SOURCE PASSAGE >>
Modern tooling alloys contain Cr- and V-nitride particles in the alloy matrix. The chemical state of the surface layer, including the passive film and the underlying alloy layer (of nanometer thickness), determines the corrosion resistance, which is crucial for their applications. In this work, we have used synchrotron-based HAXPEEM/HAXPES and µ-XAS measurements with high lateral resolution to gain detailed understanding of the correlation between microstructure and chemical state of the surface layer (i.e. lateral variation in composition of the passive film related to precipitated particles in the microstructure), as well as the effect of tempering heat treatment.

NFFA-Europe has offered a unique opportunity that enabled us to conduct this correlative microscopic study using different world-class techniques and methods.
This work is a joint effort between researchers with diverse expertise at both academic and industrial organizations, including material and corrosion experts, instrument experts, and beam scientists in different countries. HAXPEEM/HAXPES measurement was performed at PETRA III, DESY, in Hamburg, Germany, while µ-XAS measurement was performed at MAX IV in Lund, Sweden.

“The exciting feature of this work was the possibility of identifying the same micron-sized sample areas in different instruments with the help of DESY Nanolabs marker technology*, enabling us to precisely correlate results from HAXPEEM and HAXPES at PETRA with SEM imagery and µ-XAS taken at MAX IV. One always learns something when applying a combination of different methods to the same material, but here the situation was especially challenging due to the inhomogeneous microstructure of the sample”, says Carsten Wiemann who operated the HAXPEEM instrument.

SEM/HAXPEEM images and XPS spectra of CrN and VN particles. Copyright: Xiaoqi Yue.

“This research exemplifies the innovative application of PEEM in unraveling the chemical complexity of surface oxide film formed on metal, advancing corrosion science and material engineering”, says Yuran Niu, the beam scientist at MAX IV who helped the micro-XAS measurement.

Our work has demonstrated the feasibility of revealing nanoscale inhomogeneity in surface layer of advanced alloy with complex microstructure, which is of great importance in material engineering and corrosion science. The groundbreaking new knowledge gained from the measurement will enable optimisation of the alloy design and heat treatment.

“This work has enabled us to understand the nature of the passive film that forms on both the martensitic matrix and on the hard phases. The gained knowledge will play a key role in our future alloy development leading towards a long-lasting material in demanding environmental conditions”, says Krishnan Anantha who is the material and corrosion expert at Uddeholms AB.

SEM/EDS images showing CrN (light gray) and VN (dark gray) particles after austenitization at 1010 °C (a) and 1080 °C (b).

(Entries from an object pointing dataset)
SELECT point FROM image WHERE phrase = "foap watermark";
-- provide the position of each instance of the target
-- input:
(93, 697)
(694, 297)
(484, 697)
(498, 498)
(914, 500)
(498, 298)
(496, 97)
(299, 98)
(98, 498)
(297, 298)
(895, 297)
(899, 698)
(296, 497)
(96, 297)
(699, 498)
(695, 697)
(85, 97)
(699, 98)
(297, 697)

SHORT PROBLEM 1 >>
From the tooling alloy article, copy the part that opens with the words containing "SEM/HAXPEEM images and" and closes with "and heat treatment.".
SHORT PROBLEM 2 >>
According to the tooling alloy article, where was the µ-XAS measurement performed?
SHORT PROBLEM 3 >>
Pick up the tooling alloy article where it stops and continue it.
The entries have no role in what is asked here.

RESPONSE 1 >>
SEM/HAXPEEM images and XPS spectra of CrN and VN particles. Copyright: Xiaoqi Yue.

“This research exemplifies the innovative application of PEEM in unraveling the chemical complexity of surface oxide film formed on metal, advancing corrosion science and material engineering”, says Yuran Niu, the beam scientist at MAX IV who helped the micro-XAS measurement.

Our work has demonstrated the feasibility of revealing nanoscale inhomogeneity in surface layer of advanced alloy with complex microstructure, which is of great importance in material engineering and corrosion science. The groundbreaking new knowledge gained from the measurement will enable optimisation of the alloy design and heat treatment.

RESPONSE 2 >>
At MAX IV in Lund, Sweden.

RESPONSE 3 >>
* Nano-object transfer and positioning is a Lithography & Patterning procedure developed in an earlier phase of NFFA by the Consortium researchers, and it is included in the NFFA catalogue for the benefit of the whole community. The ability to locate and mark a given area of measurement and retrace it when moving the sample to another instrument/technique is of paramount importance for drawing valid conclusions from the aggregated data obtained, especially when the sample under test is not spatially homogeneous. Find out more about this technique.

X. Yue, D. Chen, A. Krishnan, I. Lazar, Y. Niu, E. Golias, C. Wiemann, A. Gloskovskii, C. Schlueter, A. Jeromin, T. F. Keller, H. Tong, S. Ejnermark, J. Pan, “Unveiling nano-scale chemical inhomogeneity in surface oxide films formed on V- and N-containing martensite stainless steel by synchrotron X-ray photoelectron emission spectroscopy/microscopy and microscopic X-ray absorption spectroscopy”, J. Mater. Sci. & Tech., 205 (2025) 191. doi.org/10.1016/j.jmst.2024.04.006

Thanks to the support provided by NFFA-Europe, we used the facilities at DESY NanoLab to deposit Pt fiducial markers on the sample surface for regions of interest (ROI) selected for analysis. Additionally, we received extra beamtime to perform time-consuming HAXPEEM measurements. This enabled one-to-one correlation between the analysed area to the microstructure feature of the sample. It also allowed us to locate the same area for measurements using different instruments, facilitating correlative microscopic studies with multiple techniques.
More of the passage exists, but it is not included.